* [QUOTED PASSAGE]:

[start]

Then, as now, such productions represented a huge financial risk for an industry that depended on a steady stream of more modest but reliably profitable works. For that, Griffith's one-time partner Thomas Ince paved the way.
Thomas Ince and the Studio System
In many ways, Ince was the opposite of Griffith. While Griffith filmed The Birth of a Nation without a written outline or script, Ince believed in managing production costs with careful preparation. At his Culver City studio, called "Inceville," he worked with writers to create solid, fast-moving stories. Those were translated into scripts complete with dialog and directions for action and camera work. That was the beginning of the studio system, essentially a motion picture assembly line that would create a large number of features at a predictable rate to play at a growing number of theaters and to satisfy an everincreasing public appetite for movies.
For many years, the studios and producers tried to focus audiences' attention on the films themselves, not the actors who were given no credit. But moviegoers came to care for individual actors and wanted to know who they were. Carl Laemmle of Universal argued that by promoting his stars, he could charge higher rates for his films. The others followed suit, and by the end of World War I, Hollywood was producing the most polished movies in the world, familiar melodramas and comedies that were experienced by audiences in the dreamlike setting of a darkened movie theater.
Ince's mass production system worked. The studios were able to create a large number of technically sophisticated films and still charge a relatively modest admission. Moviegoing became an important social activity. By the 1920s, 500-700 features were produced every year and they brought in $2 billion in ticket sales. By the end of the decade, more growth occurred; America had more than 22,500 theaters, half of those in towns with populations of less than 5,000. Seating capacity was 18 million. The motion picture industry was making films that were designed to appeal to audiences of every age and socioeconomic level.
The Most Expensive Movies Ever Made
When D. W. Griffith made The Birth of a Nation in 1915, nothing approaching that scale or expense had been attempted in the United States. Knowledgeable people within the film business predicted that no matter how popular the picture was, it could never make a profit. They were wrong. It was such a commercial success that, at regular intervals in the years since, ambitious filmmakers have attempted epic productions that cost more than any previous film. These are the 21 most expensive movies ever made and their budgets:
Birth of a Nation (1915) $110,000
Intolerance (1916) $385,906.77
Thief of Baghdad (1924) $2m
Ben-Hur (1925) $3.9m
Hell's Angels (1930-31) $3.95m
Gone With the Wind (1939) $4.25m
Wilson (1944) $5.2m
Duel in the Sun (1946) $8m
Joan of Arc (1948) $8.7m
Ten Commandments (1956) $13.5m
Ben-Hur (1959) $15m
Mutiny on the Bounty (1962) $19m
Cleopatra (1963) $44m
Superman (1978) $55m
Rambo III (1988) $63m
Who Framed Roger Rabbit? (1988) $70m
The Abyss (1989) $69.5m
Terminator 2 (1991) $100m
True Lies (1994) $100m
Waterworld (1995) $175m
Titanic (1997) $200m
It is impossible to separate the importance of movies as a leisure activity from the other social changes that were going on in those years. The "Roaring Twenties" was also a decade obsessed with youthful beauty and that stemmed, at least in part, from Hollywood stars—both the characters they played on screen and the carefully crafted fictions that the studio publicity departments and fan magazines passed off as their real lives. Movies became a common cultural force that cut across all economic divisions. People in every part of the country watched the same films, were attracted to the same actors and, to varying degrees, shared the same fantasies. As Cary Grant so aptly put it, "Everybody wants to be Cary Grant. Even I want to be Cary Grant."

[end]

* [REQUIRED ACTIONS]:
1/ From the film history passage, list every film whose budget is given as $100m or more.
2/ Quote from the film history passage the stretch from "Then, as now, such" through "paved the way.", word for word.
Rely solely on the film history passage above.

* [EXTRACTED ENTRIES]:

[start]

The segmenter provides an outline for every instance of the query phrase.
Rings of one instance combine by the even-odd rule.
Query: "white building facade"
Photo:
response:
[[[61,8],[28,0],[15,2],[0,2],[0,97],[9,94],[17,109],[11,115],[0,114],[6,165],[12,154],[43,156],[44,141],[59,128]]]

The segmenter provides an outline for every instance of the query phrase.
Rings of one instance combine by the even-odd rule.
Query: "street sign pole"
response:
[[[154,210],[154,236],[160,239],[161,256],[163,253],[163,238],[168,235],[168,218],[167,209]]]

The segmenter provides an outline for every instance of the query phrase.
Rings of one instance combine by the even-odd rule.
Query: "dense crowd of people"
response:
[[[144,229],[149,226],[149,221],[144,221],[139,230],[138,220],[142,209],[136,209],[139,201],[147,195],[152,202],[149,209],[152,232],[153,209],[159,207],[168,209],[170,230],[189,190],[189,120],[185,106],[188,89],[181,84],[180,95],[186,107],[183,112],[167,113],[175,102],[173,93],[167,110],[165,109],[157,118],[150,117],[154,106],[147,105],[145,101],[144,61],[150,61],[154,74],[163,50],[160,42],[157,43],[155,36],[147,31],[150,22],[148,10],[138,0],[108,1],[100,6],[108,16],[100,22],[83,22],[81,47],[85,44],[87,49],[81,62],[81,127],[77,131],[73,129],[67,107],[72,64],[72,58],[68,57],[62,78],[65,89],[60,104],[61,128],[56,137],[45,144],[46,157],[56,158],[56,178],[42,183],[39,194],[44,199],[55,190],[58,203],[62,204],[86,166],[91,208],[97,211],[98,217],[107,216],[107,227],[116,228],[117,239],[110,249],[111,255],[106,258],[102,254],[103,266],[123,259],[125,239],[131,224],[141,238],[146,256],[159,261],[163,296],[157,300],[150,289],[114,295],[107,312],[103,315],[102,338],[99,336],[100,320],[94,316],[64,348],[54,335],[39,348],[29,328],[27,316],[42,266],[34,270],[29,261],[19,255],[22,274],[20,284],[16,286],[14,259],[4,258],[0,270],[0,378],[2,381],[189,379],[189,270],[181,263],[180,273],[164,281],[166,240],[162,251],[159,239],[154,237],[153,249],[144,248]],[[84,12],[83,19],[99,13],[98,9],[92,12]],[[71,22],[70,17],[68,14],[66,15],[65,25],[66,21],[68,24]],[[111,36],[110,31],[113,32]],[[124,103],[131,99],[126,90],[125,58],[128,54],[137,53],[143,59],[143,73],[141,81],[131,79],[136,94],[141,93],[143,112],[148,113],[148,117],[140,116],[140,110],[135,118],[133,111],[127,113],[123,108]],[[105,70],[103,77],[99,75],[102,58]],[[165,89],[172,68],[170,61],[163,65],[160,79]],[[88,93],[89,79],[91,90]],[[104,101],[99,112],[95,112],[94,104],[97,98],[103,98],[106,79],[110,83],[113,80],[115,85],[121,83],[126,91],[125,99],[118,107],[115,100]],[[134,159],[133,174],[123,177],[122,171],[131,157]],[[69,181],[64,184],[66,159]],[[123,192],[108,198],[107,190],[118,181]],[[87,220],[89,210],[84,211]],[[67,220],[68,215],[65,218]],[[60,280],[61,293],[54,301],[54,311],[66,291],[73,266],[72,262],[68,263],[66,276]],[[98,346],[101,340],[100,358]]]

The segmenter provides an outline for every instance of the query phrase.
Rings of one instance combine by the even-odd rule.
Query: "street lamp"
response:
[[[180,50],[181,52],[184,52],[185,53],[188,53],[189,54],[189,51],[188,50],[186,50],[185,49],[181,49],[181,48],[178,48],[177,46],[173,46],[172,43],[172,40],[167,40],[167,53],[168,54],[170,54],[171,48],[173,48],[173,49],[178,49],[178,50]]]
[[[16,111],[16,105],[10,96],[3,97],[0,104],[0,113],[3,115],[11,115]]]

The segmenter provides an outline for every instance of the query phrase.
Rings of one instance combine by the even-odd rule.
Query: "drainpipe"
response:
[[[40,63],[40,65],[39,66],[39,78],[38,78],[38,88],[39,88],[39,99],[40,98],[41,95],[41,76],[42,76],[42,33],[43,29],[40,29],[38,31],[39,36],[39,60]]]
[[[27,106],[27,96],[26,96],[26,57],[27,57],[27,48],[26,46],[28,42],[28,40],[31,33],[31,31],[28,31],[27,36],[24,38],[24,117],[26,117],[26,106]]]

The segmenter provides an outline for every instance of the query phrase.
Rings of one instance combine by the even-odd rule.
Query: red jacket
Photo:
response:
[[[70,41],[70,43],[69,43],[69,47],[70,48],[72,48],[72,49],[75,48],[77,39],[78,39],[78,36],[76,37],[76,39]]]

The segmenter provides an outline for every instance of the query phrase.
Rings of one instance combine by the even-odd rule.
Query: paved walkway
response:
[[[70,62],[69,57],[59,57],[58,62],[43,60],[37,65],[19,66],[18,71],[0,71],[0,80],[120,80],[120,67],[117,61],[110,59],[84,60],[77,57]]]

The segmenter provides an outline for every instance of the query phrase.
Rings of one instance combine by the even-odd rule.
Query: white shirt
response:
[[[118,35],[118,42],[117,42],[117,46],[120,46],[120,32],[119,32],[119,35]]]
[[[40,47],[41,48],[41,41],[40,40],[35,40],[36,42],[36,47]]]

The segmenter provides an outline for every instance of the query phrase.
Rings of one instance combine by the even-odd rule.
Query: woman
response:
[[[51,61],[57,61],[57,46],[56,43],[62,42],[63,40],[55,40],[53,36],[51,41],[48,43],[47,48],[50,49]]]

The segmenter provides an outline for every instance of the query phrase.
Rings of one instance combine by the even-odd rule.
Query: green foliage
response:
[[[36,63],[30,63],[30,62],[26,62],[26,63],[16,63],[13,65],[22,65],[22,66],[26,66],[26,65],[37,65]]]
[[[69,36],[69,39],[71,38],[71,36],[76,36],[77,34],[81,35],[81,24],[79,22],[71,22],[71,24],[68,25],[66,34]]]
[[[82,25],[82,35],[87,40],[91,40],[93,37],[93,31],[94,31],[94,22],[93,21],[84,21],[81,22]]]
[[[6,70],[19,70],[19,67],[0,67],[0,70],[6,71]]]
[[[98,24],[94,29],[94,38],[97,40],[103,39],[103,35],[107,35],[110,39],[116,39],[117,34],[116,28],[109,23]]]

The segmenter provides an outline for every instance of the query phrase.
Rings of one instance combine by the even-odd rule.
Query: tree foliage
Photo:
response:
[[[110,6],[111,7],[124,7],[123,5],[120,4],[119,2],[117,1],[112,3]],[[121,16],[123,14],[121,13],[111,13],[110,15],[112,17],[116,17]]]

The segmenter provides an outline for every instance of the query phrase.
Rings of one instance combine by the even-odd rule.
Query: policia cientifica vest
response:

[end]

* [EXERCISE RESPONSES]:
1/ Terminator 2 (1991), True Lies (1994), Waterworld (1995), Titanic (1997)

2/
Then, as now, such productions represented a huge financial risk for an industry that depended on a steady stream of more modest but reliably profitable works. For that, Griffith's one-time partner Thomas Ince paved the way.